Given data: Begin
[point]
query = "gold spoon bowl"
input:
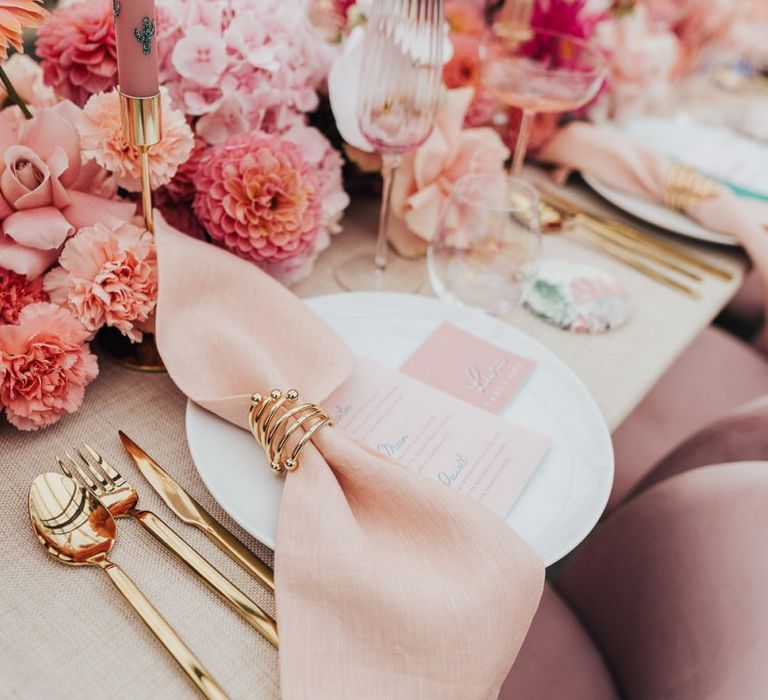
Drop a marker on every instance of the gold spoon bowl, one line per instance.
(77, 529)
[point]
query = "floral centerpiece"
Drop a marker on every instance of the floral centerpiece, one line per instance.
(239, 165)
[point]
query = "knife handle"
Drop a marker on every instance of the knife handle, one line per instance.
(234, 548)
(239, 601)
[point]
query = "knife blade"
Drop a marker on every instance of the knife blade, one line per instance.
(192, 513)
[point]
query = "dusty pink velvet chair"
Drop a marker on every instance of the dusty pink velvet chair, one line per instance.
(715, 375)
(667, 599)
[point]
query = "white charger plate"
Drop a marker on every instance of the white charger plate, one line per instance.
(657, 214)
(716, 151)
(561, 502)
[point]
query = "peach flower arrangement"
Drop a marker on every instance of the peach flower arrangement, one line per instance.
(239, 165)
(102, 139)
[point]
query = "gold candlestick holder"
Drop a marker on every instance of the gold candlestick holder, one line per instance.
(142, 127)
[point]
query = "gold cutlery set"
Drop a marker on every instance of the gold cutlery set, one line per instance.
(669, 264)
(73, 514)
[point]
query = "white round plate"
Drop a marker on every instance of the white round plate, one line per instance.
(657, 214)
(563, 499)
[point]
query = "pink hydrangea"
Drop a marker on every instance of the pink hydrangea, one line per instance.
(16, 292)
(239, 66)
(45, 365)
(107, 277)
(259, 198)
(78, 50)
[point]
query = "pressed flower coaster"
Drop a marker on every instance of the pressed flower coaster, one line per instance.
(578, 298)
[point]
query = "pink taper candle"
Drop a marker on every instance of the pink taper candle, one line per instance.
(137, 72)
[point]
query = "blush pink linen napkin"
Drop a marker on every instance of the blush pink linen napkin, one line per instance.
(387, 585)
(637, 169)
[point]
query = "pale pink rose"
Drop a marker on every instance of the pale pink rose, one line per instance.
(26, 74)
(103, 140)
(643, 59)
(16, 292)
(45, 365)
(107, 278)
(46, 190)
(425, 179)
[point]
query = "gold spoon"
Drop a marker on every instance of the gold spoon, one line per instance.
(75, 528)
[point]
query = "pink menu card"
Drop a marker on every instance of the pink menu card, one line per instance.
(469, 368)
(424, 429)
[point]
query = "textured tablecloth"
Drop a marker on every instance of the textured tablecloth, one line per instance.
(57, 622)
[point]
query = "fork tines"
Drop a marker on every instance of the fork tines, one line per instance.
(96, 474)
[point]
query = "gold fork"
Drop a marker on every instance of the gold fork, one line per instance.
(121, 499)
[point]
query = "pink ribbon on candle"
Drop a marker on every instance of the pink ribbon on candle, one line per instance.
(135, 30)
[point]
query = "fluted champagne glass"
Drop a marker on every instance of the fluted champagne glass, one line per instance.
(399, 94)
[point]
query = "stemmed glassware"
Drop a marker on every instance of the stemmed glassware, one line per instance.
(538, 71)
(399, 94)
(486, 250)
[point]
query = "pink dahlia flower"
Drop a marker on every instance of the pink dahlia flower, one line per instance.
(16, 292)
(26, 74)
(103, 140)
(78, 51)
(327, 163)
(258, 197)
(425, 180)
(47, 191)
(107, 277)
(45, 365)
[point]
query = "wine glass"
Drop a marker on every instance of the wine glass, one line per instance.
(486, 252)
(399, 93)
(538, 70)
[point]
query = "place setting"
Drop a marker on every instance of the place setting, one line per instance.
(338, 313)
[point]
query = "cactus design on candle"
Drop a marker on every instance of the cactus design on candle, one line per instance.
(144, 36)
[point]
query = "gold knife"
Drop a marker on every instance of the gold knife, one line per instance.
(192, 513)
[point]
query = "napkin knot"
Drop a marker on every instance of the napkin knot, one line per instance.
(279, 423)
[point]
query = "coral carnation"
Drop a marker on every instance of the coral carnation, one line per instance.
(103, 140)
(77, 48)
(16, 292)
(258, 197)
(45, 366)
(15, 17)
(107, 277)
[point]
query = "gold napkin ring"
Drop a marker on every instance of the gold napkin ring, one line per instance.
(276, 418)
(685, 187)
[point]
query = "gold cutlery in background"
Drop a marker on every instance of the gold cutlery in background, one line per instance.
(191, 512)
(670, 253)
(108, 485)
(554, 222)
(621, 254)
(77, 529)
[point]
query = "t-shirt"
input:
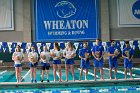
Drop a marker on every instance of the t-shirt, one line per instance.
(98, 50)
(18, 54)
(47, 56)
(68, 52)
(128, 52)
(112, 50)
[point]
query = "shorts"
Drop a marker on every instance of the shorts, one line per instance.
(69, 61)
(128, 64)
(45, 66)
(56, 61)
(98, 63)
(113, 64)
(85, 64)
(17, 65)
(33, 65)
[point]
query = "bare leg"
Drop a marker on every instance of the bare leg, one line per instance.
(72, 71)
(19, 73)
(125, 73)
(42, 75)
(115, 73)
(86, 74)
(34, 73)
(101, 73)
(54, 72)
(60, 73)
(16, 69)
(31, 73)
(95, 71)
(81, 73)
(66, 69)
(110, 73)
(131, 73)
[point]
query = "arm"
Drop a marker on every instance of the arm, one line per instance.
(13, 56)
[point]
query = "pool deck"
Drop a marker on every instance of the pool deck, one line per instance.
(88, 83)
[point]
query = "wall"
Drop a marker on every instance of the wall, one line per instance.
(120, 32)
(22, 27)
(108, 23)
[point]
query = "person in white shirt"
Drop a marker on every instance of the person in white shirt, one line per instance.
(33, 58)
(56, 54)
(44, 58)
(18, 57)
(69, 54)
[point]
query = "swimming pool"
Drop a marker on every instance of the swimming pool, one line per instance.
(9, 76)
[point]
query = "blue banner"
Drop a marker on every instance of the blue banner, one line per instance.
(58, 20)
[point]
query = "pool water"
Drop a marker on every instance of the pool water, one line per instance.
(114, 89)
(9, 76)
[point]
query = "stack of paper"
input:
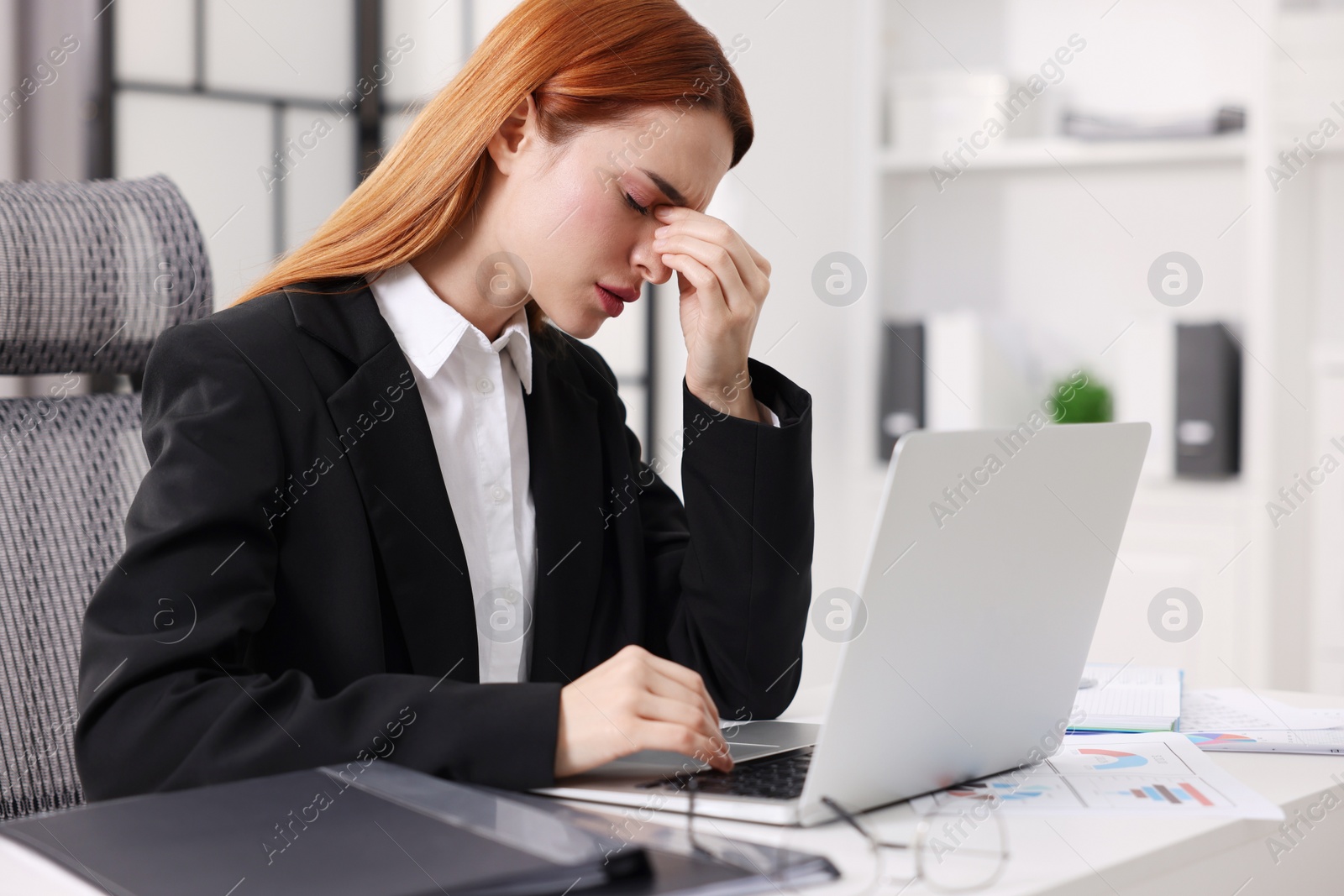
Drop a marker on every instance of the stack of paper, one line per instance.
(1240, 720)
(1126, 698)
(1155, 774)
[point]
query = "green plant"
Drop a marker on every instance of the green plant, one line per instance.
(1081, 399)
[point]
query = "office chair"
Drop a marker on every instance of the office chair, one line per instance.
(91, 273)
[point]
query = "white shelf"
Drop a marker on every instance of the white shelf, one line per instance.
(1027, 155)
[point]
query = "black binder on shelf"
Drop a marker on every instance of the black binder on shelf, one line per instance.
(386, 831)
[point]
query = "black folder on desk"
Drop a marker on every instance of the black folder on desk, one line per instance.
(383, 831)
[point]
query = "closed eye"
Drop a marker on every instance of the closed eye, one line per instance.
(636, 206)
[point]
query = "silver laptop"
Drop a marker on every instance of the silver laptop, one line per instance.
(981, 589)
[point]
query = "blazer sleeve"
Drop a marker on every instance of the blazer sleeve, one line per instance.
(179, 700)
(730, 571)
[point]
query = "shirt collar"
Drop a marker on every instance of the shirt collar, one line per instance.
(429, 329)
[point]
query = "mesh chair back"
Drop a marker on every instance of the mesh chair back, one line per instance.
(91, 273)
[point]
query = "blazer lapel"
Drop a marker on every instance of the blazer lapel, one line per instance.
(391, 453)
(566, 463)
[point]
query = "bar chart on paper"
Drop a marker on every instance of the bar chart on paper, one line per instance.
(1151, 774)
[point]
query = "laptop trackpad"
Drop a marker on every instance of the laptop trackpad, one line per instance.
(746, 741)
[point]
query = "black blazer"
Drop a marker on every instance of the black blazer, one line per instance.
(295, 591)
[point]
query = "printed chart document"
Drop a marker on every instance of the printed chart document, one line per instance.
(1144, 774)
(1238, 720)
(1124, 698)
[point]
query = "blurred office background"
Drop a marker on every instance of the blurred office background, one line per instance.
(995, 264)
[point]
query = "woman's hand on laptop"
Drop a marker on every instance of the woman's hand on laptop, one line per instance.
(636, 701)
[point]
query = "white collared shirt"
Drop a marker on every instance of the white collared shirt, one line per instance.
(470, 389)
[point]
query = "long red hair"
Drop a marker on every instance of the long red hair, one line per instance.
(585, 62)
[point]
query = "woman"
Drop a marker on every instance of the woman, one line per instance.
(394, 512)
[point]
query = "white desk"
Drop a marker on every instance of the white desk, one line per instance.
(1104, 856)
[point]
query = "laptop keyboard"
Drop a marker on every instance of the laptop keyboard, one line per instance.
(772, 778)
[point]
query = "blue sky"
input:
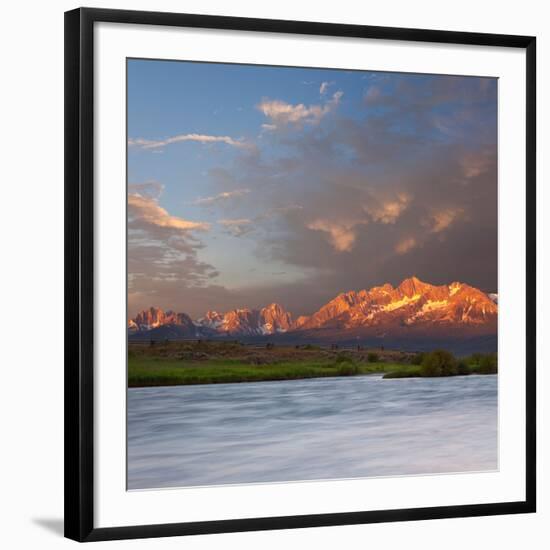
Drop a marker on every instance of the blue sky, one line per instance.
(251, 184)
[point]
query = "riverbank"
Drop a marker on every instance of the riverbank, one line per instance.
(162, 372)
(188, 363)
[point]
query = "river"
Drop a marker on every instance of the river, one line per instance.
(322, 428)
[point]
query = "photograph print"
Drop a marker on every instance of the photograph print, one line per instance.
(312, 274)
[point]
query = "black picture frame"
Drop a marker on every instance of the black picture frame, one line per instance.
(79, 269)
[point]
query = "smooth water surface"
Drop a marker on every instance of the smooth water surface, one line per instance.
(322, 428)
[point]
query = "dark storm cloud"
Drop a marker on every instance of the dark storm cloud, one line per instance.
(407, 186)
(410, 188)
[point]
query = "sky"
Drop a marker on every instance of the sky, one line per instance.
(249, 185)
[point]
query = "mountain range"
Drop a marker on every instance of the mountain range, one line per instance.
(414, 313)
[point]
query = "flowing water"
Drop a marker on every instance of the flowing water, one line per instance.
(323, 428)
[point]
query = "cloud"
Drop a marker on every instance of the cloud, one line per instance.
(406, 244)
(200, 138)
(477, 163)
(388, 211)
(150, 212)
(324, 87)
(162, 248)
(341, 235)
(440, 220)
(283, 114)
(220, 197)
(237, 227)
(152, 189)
Given data: End
:: What is expected ::
An acceptable answer consists of the lines above from the one holding "Drop a marker on every instance of the laptop keyboard, one" to the end of the data, repeated exactly and containing no pictures.

:: Answer space ::
Drop a marker on every instance of the laptop keyboard, one line per instance.
(772, 778)
[point]
query = "blue sky"
input:
Drop a marker on every instance of the blue sky, one line per instance.
(251, 184)
[point]
query = "riverbank"
Drop a marker on every instance of the riverbank, one line per instance.
(162, 372)
(188, 363)
[point]
query = "river"
Drop a marker on every instance of the river, one line per instance.
(322, 428)
[point]
query = "photograph print"
Drop a marker on every instance of the photograph print, one line per instance.
(312, 274)
[point]
query = "black picture frame"
Drop a marker on every instance of the black picture frame, one line per instance.
(79, 269)
[point]
query = "smooth water surface"
Drop a marker on every instance of the smooth water surface, one line per instance.
(322, 428)
[point]
query = "dark storm cloud"
Drop a marker on every instance of the dark storm cloud, one line per instance.
(407, 186)
(410, 188)
[point]
query = "sky"
Drop a marker on every instance of the sky, one line per instance.
(249, 185)
[point]
query = "mountain range"
Drop a marker on every instance of the mountain range, one line per instance.
(414, 313)
[point]
query = "flowing water"
Drop a marker on every instance of the flowing water, one line per instance.
(323, 428)
[point]
query = "cloud"
Drop a marker on every instance of the cloud, one line per instance.
(406, 244)
(200, 138)
(477, 163)
(388, 211)
(150, 212)
(324, 87)
(162, 248)
(341, 235)
(440, 220)
(283, 114)
(220, 197)
(237, 227)
(152, 189)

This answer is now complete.